*The data*
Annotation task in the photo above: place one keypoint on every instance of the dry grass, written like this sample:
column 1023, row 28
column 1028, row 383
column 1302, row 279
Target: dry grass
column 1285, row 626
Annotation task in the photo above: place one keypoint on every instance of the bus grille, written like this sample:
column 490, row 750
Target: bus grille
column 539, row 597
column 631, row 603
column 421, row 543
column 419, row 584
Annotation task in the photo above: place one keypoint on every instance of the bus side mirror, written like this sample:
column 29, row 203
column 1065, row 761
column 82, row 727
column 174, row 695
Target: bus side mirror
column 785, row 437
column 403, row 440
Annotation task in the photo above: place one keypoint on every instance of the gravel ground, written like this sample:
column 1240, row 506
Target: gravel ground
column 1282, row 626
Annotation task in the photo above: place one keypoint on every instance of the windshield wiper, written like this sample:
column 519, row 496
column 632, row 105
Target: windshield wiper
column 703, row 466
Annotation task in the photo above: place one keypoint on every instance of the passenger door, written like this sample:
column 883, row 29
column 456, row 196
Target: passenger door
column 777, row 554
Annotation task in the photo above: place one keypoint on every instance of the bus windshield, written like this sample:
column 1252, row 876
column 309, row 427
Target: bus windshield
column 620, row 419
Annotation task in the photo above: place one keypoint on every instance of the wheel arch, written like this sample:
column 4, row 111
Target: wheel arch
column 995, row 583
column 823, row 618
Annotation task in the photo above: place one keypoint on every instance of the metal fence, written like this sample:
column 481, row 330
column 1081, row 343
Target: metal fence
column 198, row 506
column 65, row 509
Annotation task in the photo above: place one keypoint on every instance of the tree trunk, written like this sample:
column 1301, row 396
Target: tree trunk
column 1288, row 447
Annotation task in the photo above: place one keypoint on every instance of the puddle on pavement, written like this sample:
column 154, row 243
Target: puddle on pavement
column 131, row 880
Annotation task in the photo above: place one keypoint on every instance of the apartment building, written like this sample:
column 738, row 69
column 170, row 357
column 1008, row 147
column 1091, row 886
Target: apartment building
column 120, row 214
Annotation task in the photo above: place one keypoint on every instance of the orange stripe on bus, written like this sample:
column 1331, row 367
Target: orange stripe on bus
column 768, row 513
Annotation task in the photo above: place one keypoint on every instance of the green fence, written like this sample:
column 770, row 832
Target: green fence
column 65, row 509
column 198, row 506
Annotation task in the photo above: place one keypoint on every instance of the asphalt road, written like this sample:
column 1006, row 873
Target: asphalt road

*What you are asked to do*
Go through the listing above and return every line where the word "asphalt" occurs.

*Finished task*
Annotation task in the photo above: place one keypoint on every instance of the asphalt road, written like this sample:
Target: asphalt road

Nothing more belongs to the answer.